Rows from a box-labeling dataset
*****

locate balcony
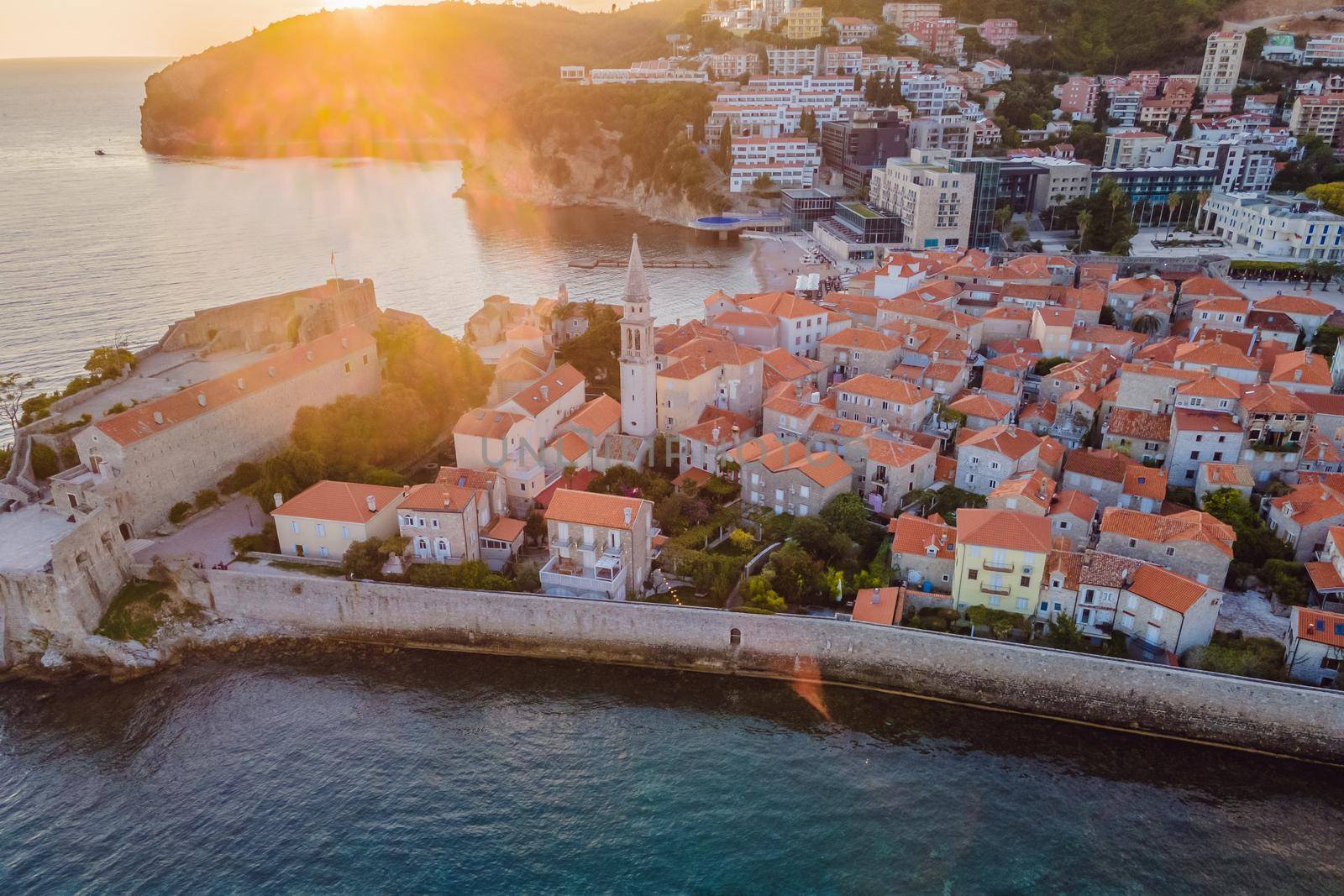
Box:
[542,551,627,600]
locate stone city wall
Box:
[204,571,1344,760]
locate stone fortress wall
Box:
[198,571,1344,760]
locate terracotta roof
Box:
[887,513,957,560]
[1106,407,1172,442]
[1199,462,1255,489]
[271,479,406,522]
[822,327,900,352]
[948,392,1012,421]
[481,516,527,542]
[546,489,654,531]
[1242,385,1312,414]
[1174,340,1259,371]
[659,338,761,380]
[851,585,905,626]
[1268,349,1335,387]
[1125,563,1208,614]
[562,395,621,435]
[1180,277,1246,298]
[851,435,934,466]
[836,374,932,405]
[738,293,827,320]
[401,482,477,513]
[1255,294,1335,317]
[990,470,1055,509]
[94,325,378,445]
[1304,560,1344,594]
[1046,549,1084,591]
[1172,407,1242,432]
[957,508,1050,553]
[1064,448,1137,482]
[959,423,1040,461]
[1270,482,1344,525]
[1100,508,1236,556]
[453,407,527,439]
[1048,489,1097,522]
[500,364,586,417]
[1121,466,1167,501]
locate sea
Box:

*****

Reproduce every item above line for line, with no changes, and leave the pictures out.

■ EXERCISE RESPONSE ■
locate balcony
Box:
[542,551,627,600]
locate stone city wall
Box:
[204,571,1344,760]
locate stone fortress wall
Box:
[198,571,1344,760]
locate terracotta roof
Box:
[887,513,957,560]
[1106,407,1172,442]
[1199,462,1255,489]
[271,479,406,522]
[822,327,900,352]
[948,392,1012,421]
[481,516,527,542]
[546,489,654,531]
[1242,385,1312,414]
[1174,340,1259,371]
[659,338,761,380]
[851,585,905,626]
[1268,349,1335,387]
[1125,563,1208,614]
[562,395,621,435]
[1180,277,1246,298]
[851,435,934,466]
[836,374,932,405]
[738,293,827,320]
[401,482,477,513]
[1255,294,1335,317]
[990,470,1055,509]
[94,325,378,445]
[1304,560,1344,594]
[1046,549,1084,591]
[1172,407,1242,432]
[957,508,1050,553]
[1064,448,1137,482]
[959,423,1040,461]
[1270,482,1344,525]
[1100,508,1236,556]
[453,407,527,439]
[1048,489,1097,522]
[500,364,586,417]
[1121,466,1167,501]
locate sea
Box:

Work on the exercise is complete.